- _Directions_
Extract each line of the listing below that contains the word "sidewalk".

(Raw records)
** begin **

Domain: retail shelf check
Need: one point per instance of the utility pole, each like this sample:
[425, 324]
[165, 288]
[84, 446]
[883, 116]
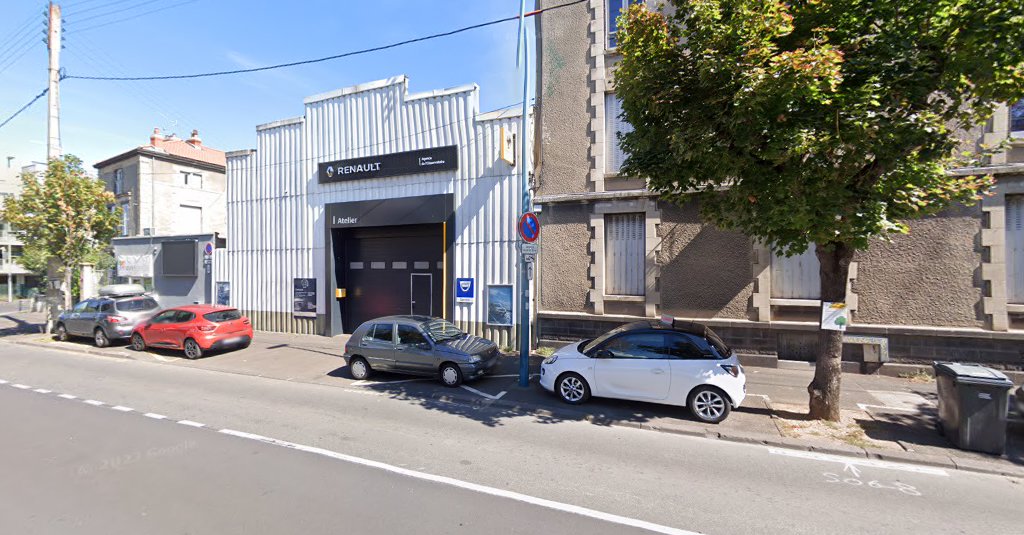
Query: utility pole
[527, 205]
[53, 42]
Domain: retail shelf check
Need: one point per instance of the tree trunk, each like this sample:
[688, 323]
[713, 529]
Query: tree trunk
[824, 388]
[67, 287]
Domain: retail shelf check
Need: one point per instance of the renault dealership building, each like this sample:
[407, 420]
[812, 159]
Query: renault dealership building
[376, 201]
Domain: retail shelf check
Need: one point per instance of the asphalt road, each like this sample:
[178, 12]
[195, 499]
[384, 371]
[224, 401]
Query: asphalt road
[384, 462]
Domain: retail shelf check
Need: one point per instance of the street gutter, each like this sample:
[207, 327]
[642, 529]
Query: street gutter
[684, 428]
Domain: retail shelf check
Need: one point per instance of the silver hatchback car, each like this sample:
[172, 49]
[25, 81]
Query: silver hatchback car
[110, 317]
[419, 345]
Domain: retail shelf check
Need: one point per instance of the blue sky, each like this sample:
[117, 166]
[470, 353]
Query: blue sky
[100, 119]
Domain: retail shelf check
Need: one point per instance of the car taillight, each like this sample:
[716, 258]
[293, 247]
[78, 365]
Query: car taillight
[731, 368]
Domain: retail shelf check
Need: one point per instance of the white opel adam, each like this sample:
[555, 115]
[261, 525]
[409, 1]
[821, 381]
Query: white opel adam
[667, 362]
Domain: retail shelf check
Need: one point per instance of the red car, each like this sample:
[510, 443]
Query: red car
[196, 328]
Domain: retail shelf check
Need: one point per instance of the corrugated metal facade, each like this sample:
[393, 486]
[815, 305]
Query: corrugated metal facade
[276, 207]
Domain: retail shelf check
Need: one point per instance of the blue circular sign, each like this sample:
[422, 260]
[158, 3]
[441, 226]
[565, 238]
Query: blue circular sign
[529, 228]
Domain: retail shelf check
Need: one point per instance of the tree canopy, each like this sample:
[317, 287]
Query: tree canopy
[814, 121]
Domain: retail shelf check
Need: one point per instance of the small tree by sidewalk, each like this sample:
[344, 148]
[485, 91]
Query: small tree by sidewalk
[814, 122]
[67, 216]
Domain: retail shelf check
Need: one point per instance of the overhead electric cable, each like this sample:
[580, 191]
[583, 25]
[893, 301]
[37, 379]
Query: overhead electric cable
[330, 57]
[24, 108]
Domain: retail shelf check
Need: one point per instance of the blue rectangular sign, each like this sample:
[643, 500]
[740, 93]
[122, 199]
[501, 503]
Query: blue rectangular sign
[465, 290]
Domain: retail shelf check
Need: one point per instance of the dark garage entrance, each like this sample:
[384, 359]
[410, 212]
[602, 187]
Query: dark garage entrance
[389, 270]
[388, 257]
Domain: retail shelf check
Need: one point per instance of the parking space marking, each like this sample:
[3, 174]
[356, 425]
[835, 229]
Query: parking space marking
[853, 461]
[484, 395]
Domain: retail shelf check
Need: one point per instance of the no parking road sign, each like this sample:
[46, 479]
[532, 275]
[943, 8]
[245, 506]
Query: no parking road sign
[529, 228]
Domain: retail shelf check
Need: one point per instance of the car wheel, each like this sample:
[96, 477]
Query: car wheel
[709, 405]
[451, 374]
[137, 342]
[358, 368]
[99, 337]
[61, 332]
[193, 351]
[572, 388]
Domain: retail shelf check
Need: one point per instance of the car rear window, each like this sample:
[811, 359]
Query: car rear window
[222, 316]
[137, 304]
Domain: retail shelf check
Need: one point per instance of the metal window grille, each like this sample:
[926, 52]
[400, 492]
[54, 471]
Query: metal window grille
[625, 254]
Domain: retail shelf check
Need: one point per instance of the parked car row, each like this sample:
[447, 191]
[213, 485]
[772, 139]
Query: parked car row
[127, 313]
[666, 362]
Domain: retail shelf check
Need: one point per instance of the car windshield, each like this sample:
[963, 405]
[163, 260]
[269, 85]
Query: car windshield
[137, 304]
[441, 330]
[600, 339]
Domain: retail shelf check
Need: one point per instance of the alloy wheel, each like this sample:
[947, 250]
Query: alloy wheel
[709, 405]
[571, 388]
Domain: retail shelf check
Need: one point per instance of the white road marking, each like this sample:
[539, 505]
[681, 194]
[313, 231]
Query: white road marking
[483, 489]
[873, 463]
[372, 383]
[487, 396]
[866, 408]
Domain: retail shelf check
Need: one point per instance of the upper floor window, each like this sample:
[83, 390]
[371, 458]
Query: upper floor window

** end **
** begin **

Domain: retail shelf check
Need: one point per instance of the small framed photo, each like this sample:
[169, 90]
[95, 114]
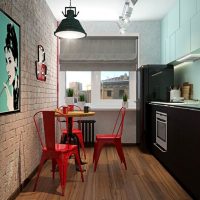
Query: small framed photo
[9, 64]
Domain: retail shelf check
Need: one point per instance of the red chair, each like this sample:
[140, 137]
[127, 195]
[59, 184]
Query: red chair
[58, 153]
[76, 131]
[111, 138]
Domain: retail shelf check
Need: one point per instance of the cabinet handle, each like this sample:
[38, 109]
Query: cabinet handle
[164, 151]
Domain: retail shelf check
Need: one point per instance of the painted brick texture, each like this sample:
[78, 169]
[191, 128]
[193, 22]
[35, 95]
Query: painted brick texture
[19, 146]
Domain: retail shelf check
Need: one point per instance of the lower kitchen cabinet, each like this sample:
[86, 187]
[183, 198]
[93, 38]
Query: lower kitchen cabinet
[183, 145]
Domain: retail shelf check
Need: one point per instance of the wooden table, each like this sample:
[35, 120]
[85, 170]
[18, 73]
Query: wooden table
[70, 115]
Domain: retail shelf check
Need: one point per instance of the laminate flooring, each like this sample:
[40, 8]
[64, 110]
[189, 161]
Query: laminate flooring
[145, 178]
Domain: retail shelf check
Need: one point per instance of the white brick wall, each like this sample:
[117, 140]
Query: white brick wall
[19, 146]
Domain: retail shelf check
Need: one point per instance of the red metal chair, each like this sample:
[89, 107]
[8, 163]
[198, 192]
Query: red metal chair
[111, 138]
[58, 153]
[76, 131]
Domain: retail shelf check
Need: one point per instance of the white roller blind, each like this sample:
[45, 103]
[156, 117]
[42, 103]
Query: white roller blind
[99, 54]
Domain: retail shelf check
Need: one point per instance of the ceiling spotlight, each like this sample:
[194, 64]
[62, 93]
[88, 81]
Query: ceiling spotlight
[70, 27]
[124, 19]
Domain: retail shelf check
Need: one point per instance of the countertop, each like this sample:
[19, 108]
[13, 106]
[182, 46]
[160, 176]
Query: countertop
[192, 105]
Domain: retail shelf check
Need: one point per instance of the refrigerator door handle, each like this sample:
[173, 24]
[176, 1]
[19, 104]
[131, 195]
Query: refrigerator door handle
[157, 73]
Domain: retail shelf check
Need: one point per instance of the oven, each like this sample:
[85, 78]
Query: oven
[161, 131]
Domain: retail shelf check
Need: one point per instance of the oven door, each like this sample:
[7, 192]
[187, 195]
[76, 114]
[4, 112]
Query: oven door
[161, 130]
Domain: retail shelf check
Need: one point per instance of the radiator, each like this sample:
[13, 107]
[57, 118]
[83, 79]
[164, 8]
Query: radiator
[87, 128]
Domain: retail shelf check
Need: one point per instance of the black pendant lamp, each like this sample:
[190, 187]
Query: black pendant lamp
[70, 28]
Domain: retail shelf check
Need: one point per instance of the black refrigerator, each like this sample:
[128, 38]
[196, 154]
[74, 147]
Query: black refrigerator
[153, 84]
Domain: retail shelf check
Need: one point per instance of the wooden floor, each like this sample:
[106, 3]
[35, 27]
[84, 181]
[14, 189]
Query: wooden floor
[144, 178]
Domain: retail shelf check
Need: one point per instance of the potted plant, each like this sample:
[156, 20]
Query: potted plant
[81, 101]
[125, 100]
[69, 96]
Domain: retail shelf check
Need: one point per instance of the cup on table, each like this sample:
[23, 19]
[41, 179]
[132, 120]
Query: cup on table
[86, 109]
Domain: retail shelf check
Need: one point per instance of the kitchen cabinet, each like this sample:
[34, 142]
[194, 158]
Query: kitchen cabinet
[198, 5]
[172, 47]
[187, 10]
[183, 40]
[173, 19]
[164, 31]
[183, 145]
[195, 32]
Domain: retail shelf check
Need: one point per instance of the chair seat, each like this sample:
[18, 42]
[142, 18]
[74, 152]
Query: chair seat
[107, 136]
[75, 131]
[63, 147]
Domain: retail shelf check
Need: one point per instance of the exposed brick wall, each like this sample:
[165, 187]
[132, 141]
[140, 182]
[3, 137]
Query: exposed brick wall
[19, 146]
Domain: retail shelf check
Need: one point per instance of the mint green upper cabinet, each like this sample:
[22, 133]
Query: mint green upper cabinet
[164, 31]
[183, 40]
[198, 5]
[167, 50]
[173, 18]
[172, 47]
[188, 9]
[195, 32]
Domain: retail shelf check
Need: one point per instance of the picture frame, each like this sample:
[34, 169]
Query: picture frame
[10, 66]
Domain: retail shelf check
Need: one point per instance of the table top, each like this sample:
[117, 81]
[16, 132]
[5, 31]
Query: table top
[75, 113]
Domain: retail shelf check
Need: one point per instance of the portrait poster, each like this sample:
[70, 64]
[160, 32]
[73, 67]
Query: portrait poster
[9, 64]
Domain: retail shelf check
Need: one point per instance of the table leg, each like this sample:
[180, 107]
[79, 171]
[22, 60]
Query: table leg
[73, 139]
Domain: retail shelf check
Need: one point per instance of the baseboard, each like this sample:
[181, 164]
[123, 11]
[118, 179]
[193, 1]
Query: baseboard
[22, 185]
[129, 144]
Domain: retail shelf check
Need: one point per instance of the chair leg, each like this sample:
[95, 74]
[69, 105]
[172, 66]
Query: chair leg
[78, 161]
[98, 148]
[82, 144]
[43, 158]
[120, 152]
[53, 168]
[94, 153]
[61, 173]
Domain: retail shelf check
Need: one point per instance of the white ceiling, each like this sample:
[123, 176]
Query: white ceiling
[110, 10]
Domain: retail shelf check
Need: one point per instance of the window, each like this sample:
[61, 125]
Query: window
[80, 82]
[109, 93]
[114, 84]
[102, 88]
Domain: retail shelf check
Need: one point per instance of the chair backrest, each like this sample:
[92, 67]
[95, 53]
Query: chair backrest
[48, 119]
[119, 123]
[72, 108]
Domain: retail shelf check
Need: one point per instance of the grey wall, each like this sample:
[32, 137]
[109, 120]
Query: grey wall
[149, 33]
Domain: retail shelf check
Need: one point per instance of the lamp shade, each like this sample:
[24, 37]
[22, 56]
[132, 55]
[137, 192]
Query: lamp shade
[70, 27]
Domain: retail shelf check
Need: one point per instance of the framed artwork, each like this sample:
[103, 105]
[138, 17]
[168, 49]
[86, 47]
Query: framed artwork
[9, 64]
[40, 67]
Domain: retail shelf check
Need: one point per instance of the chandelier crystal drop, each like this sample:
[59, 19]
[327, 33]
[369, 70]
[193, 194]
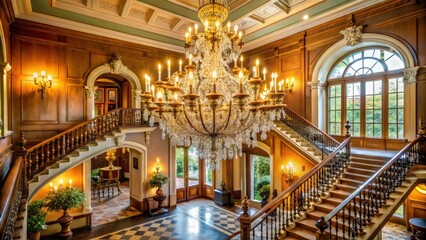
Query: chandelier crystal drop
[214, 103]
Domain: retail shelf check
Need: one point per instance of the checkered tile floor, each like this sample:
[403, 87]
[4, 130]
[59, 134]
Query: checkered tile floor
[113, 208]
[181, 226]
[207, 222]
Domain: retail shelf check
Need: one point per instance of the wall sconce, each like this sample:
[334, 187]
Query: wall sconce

** end **

- _Solution to the problem_
Need: one point per instance of the small tree by sidewalk, each like this sample:
Query: small tree by sidewalk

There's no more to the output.